» BRIEF A
In the passage on the Antares MA-32 trike, what material covers the wing?

The Antares MA-32 is the first model in a large family of Ukrainian ultralight trikes that is designed and produced by Antares Aircraft and at one time marketed by Leading Edge Air Foils as the LEAF Antares. The aircraft are supplied as kits for amateur construction.

==Design and development==
The MA-32 is a two-seat design that was originally developed for European microlight competition flying. The aircraft has a standard empty weight of 321 lb. It features a cable-braced hang glider-style high-wing, weight-shift controls, an open cockpit, tricycle landing gear and a single engine in pusher configuration.

The aircraft is made from bolted-together aluminum tubing, with titanium used on the carriage structure and wing attachment. The wing is covered in Dacron sailcloth. Its 33.8 ft span wing is supported by a single tube-type kingpost and uses an "A" frame control bar. A number of single or double surface purpose-designed trike wings are optional, including the Aeros Still-17, Aeros Stream-16, Aeros Stranger 2, Aeros Profi, Aerossa Sprinter-15, Aerossa Stratos and the Aerossa Stratos-13. The landing gear uses a unique curved, slab-sided, main gear leg design made from fiberglass that reduces aerodynamic drag. All wheels have suspension and the steerable nose wheel also features a drum brake. A fiberglass cockpit fairing is optional. Series engines include the Rotax 447 two-stroke powerplant of 40 hp, Rotax 503 of 50 hp, the liquid-cooled Rotax 582 of 64 hp, the Rotax 912 and 912S four-stroke powerplants of 80 hp and 100 hp and the HKS 700E of 60 hp.

The aircraft can all be quickly folded for storage or ground transportation.

» AVAILABLE RECORDS
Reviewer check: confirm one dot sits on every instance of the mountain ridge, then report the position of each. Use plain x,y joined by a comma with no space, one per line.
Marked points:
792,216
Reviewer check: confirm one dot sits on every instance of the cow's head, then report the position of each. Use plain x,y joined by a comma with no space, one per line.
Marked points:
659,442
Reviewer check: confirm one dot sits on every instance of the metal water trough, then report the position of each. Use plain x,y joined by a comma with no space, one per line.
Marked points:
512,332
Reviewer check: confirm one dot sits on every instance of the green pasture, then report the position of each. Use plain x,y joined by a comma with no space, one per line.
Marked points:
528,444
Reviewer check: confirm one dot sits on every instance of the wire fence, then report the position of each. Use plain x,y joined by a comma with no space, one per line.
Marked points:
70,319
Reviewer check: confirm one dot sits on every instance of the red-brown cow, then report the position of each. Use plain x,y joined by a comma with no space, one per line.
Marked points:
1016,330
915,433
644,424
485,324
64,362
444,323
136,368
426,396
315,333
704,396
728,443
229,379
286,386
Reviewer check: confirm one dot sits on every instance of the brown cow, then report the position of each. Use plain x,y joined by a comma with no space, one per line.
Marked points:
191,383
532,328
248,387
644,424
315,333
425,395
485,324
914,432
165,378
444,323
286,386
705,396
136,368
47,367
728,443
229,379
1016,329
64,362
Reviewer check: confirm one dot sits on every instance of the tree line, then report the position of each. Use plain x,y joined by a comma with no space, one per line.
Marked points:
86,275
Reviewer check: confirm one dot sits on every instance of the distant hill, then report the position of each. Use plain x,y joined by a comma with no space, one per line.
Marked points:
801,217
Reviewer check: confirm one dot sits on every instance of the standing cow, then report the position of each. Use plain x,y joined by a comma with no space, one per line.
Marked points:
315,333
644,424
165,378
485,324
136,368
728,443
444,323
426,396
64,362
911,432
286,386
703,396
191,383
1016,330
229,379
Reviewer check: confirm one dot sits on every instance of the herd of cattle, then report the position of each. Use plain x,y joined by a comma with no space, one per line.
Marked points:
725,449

» BRIEF B
Recast the listing, from the line containing "of the herd" through the listing's last line, as a JSON list of strings with one string per line and blank lines left out.

» TASK RESPONSE A
Dacron sailcloth.

» TASK RESPONSE B
[
  "Reviewer check: confirm one dot sits on every instance of the herd of cattle, then report the position of each. Use plain x,y joined by a comma with no space, one per line.",
  "Marked points:",
  "725,449"
]